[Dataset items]
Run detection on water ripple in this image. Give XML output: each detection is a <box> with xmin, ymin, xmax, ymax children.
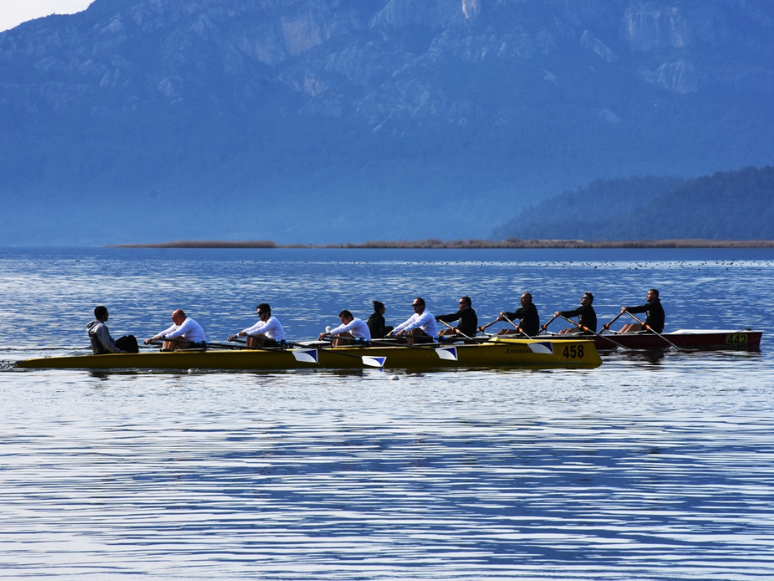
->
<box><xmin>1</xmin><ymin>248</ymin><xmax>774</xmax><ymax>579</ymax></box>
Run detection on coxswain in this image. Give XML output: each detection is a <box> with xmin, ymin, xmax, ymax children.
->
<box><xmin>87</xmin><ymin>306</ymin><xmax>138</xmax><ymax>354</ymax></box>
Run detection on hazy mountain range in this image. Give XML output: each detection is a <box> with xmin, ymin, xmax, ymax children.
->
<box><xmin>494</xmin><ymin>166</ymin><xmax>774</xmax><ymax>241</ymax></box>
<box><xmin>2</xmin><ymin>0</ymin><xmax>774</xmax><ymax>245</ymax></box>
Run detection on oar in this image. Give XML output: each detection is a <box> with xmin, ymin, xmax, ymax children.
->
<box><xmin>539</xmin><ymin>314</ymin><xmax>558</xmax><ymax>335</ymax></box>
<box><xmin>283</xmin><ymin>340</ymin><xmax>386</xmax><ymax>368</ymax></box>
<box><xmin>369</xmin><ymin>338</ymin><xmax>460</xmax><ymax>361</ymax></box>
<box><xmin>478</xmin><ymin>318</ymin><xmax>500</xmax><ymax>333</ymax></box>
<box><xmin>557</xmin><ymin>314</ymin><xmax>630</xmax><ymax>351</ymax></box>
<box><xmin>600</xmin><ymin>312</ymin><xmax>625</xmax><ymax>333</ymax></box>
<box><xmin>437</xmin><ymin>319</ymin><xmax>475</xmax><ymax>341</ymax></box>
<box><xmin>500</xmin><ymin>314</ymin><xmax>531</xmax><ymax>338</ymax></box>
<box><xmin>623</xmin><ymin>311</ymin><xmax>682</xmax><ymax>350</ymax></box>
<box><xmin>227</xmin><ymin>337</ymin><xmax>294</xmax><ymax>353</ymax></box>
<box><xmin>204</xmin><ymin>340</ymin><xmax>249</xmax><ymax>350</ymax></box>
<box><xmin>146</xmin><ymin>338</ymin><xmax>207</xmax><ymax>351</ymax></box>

...

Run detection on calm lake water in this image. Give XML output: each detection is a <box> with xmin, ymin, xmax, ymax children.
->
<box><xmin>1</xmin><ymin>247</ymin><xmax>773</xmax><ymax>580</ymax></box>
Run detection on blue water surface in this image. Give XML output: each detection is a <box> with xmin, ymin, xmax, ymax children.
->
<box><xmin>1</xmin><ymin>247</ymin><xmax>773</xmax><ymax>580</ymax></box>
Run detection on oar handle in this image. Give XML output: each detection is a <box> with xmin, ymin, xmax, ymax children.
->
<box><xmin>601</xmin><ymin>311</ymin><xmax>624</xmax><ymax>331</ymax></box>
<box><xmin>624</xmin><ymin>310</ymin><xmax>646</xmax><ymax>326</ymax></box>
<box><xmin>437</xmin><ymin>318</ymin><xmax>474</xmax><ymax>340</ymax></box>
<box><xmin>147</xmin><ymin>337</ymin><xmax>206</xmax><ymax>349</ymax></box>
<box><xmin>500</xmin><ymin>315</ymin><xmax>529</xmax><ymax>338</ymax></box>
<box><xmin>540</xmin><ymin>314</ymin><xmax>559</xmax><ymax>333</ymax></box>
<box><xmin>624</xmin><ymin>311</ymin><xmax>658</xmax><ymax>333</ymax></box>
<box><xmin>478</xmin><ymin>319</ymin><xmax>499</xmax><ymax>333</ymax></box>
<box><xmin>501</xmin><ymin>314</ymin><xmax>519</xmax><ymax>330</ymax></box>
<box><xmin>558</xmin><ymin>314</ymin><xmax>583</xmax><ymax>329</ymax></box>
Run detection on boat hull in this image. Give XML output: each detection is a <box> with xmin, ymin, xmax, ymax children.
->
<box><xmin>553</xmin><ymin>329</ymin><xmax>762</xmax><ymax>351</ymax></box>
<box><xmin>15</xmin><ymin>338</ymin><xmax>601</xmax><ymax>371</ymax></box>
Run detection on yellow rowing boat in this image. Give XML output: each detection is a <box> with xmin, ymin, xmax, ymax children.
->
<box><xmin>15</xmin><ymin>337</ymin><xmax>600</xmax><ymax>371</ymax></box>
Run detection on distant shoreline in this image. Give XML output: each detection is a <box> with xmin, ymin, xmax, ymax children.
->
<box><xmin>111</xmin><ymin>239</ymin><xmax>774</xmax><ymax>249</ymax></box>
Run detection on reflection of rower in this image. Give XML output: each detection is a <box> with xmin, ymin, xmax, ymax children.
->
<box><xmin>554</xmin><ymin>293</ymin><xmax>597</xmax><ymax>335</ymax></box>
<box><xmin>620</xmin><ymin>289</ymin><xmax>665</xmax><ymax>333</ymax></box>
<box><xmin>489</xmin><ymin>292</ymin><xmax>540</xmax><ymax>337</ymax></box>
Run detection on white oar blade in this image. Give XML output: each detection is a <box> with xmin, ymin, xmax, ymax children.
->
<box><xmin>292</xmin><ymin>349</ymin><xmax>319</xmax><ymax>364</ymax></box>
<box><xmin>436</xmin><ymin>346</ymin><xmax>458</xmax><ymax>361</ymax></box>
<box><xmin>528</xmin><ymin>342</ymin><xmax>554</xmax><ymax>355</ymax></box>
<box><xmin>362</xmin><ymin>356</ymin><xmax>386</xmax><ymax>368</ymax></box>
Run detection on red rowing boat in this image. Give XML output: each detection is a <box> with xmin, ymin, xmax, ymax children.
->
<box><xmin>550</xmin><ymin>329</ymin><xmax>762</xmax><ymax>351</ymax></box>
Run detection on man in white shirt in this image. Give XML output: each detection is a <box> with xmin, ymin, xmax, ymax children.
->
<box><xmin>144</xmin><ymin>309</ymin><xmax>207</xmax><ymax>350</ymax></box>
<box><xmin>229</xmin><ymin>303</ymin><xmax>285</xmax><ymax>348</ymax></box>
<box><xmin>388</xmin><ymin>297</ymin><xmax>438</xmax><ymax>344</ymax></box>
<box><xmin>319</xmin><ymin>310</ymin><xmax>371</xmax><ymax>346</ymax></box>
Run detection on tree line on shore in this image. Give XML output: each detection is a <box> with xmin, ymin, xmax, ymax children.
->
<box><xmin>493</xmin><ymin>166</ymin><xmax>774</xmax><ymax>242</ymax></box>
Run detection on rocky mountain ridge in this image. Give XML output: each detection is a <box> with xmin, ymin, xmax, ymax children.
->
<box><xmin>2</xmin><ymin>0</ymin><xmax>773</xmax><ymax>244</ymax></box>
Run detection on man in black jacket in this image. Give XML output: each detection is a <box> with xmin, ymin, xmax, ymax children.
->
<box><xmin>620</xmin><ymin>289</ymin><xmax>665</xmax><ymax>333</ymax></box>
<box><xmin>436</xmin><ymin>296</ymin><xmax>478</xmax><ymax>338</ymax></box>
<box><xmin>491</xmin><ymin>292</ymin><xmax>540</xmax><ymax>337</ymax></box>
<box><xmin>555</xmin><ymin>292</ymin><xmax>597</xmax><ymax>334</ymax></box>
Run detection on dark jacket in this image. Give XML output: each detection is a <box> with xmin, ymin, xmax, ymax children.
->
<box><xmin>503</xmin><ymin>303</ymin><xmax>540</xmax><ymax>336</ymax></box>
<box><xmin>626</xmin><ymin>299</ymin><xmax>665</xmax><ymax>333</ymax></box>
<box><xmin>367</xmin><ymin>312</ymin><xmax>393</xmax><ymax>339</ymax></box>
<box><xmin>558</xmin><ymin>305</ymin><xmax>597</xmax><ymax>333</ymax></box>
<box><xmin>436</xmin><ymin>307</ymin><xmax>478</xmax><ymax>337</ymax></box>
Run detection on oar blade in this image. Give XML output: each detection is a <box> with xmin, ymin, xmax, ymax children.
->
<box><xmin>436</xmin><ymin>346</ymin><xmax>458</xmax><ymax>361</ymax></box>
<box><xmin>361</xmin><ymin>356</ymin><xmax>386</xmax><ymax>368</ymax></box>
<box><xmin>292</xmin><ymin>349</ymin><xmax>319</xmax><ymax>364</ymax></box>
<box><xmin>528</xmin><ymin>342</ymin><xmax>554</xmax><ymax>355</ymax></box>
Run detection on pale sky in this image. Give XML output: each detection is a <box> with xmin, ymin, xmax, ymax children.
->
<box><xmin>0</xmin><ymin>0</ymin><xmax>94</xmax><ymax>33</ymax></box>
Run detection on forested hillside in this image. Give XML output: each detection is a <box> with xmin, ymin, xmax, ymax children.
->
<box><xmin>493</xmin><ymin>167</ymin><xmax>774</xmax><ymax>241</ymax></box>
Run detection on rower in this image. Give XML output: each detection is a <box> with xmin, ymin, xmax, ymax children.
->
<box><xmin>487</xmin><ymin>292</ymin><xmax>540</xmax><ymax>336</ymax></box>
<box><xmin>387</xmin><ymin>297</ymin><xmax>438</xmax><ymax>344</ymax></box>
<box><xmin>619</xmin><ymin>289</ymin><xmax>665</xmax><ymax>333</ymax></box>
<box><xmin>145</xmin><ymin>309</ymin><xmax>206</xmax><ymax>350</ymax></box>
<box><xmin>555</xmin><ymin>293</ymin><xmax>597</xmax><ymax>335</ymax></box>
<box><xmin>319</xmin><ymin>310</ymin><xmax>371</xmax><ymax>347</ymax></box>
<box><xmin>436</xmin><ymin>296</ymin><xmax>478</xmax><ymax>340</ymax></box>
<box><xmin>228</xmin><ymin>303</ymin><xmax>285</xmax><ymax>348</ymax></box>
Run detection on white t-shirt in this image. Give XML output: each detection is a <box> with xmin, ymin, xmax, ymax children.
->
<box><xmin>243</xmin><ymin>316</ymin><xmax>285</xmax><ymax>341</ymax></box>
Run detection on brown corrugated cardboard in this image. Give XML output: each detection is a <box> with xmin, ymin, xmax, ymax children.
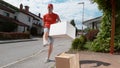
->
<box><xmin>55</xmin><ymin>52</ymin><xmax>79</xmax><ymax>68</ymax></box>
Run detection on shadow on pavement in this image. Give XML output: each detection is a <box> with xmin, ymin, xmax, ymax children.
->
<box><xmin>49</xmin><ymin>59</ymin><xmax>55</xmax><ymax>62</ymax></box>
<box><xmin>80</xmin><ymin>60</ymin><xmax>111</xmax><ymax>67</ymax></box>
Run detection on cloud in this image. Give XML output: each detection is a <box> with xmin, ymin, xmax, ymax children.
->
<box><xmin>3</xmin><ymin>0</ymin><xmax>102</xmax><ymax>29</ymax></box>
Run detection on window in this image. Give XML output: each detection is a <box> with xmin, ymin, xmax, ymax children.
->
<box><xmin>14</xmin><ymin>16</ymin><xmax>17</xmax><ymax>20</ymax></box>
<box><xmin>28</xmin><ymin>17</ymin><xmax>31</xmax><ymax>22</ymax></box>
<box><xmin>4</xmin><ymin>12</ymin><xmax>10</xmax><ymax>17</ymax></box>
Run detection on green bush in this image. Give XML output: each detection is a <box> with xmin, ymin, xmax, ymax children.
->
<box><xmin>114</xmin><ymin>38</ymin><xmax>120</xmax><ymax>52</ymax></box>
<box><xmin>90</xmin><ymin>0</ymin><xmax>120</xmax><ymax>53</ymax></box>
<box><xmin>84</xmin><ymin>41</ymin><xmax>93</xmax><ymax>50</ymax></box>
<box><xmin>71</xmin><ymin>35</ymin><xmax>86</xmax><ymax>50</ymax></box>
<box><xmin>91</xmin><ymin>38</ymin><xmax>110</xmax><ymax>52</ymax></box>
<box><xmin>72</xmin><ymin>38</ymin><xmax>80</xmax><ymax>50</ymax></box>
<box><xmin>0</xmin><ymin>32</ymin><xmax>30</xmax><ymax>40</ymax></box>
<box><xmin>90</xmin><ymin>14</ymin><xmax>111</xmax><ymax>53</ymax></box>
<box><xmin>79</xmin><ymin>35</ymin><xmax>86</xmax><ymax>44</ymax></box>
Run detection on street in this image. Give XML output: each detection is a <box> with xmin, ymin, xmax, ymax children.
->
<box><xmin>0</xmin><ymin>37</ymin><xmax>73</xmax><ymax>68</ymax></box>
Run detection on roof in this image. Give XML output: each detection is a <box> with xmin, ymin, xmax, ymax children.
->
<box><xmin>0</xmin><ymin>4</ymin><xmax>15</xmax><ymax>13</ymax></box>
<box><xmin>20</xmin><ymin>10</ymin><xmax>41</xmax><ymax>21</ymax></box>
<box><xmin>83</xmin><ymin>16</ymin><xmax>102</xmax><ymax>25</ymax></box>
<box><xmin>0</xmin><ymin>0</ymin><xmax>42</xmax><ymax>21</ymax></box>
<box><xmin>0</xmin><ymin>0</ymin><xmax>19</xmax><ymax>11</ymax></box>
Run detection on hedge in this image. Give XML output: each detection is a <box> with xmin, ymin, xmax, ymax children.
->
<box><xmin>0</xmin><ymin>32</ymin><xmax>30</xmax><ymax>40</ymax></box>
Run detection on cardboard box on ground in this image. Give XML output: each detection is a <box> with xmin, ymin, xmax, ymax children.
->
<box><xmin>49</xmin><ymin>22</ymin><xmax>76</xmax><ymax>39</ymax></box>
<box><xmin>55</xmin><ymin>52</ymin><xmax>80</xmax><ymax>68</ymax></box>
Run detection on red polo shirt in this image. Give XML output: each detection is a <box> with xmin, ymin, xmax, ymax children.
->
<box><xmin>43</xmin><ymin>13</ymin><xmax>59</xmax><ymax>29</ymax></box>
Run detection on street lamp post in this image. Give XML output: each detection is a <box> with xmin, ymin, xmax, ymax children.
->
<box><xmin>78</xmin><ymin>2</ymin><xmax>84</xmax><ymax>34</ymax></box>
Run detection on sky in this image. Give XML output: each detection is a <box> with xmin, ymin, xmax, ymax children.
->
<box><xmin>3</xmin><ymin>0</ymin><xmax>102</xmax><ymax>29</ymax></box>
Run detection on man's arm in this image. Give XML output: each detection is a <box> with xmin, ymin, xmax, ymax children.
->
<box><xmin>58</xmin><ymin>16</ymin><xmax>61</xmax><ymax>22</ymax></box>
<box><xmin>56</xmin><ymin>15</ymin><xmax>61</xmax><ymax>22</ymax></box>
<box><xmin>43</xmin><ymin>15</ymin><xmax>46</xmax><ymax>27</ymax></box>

- **GOAL OF THE EXERCISE**: Scan the entries above. Copy each line that has the string "mountain".

- **FINAL ANSWER**:
Run detection on hazy mountain range in this image. Give XML output: each detection is a <box> with xmin, ymin, xmax, ymax children.
Run detection on rocky mountain ridge in this image. Give XML output: each detection is a <box> with xmin, ymin, xmax, ymax children.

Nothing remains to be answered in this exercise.